Quoted text>
[start]
Like all racist books, Alien Nation brims with
hyperbole, polemics and inconsistencies. Some samples:
the Heart of Darkness angle—"Just as when you leave Park
Avenue and descend into the subway, when you enter the
INS (Immigration and Naturalisation Services)
waiting-rooms, you find yourself in an underworld that
is not just teeming but also almost entirely coloured."
The horror! The "crocodile tears for American blacks
angle"—immigrants crowd blacks out of jobs; Brimelow
suggests that they contribute to black "social
pathology". The "blacks have poisoned the town well"
[end]
Entries from a pointing dataset
[start]
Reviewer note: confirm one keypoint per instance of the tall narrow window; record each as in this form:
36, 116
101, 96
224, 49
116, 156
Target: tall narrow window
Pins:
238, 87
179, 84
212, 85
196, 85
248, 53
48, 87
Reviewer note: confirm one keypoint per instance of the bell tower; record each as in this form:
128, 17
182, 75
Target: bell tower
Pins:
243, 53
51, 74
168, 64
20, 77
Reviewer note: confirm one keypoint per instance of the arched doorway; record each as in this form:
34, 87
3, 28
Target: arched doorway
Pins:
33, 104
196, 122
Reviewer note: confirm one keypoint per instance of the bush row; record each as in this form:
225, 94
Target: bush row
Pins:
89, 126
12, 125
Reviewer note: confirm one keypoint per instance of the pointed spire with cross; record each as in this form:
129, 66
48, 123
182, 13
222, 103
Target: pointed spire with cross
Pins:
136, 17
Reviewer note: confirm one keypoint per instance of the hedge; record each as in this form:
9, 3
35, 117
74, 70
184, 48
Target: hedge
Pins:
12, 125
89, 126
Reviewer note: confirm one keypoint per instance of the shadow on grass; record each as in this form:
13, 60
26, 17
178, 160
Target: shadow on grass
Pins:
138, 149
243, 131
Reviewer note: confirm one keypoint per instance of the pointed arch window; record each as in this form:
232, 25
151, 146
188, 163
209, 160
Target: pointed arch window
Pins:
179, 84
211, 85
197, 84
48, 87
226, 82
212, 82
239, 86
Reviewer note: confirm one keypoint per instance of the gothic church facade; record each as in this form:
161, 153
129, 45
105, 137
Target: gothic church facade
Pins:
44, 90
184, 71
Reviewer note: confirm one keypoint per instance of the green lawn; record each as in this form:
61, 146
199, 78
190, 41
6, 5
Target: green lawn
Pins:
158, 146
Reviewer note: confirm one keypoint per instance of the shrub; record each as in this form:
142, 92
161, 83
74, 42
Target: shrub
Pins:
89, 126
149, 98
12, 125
[end]
Objective 1> Copy out word for word the part of the listing that opens with the line containing "Reviewer note: confirm one keypoint per instance of the shrub;" and runs through the last line of the listing.
Objective 2> Extend the review of Alien Nation onward from the point where it stops.

Exercise result 1>
Reviewer note: confirm one keypoint per instance of the shrub; record each as in this form:
142, 92
161, 83
74, 42
Target: shrub
Pins:
89, 126
149, 98
12, 125

Exercise result 2>
angle—reacting to the New York Times columnist A M
Rosenthal, who suggested that Haitian immigrants, as
refugees from a regime of terror, should be embraced,
Brimelow cautions: "Be careful about those embraces, Mr
Rosenthal, sir. Some 3 per cent of the Haitian refugees
at Guantanamo tested HIV-positive." And the "all whites
are equal, but some are more equal than others" angle:
the US should let in "hundreds of thousands" of
"tormented" Eastern Europeans, says Brimelow. But
Russian Jews—resurgent anti-Semitism or not—should not
be considered refugees by the States. Maybe they just
aren't the right kind of East Europeans? After all, he
expounds on the Jewish component in the Russian mafia.
Maybe he believes that Russian Jews, being Jews, aren't
real Europeans?
Despite his blatantly racist outlook, Brimelow has
actually insinuated himself into the epicentre of media
attention and on to the bookshelves of mainstream
Americans. Like The Bell Curve, Alien Nation is
disguised as "common sense" about an issue connected to
race. The author would like to have his readers believe
that his book is a bluntly honest critique of US
immigration policy. But it can also be seen as an
attempt to make racism fit for good society again.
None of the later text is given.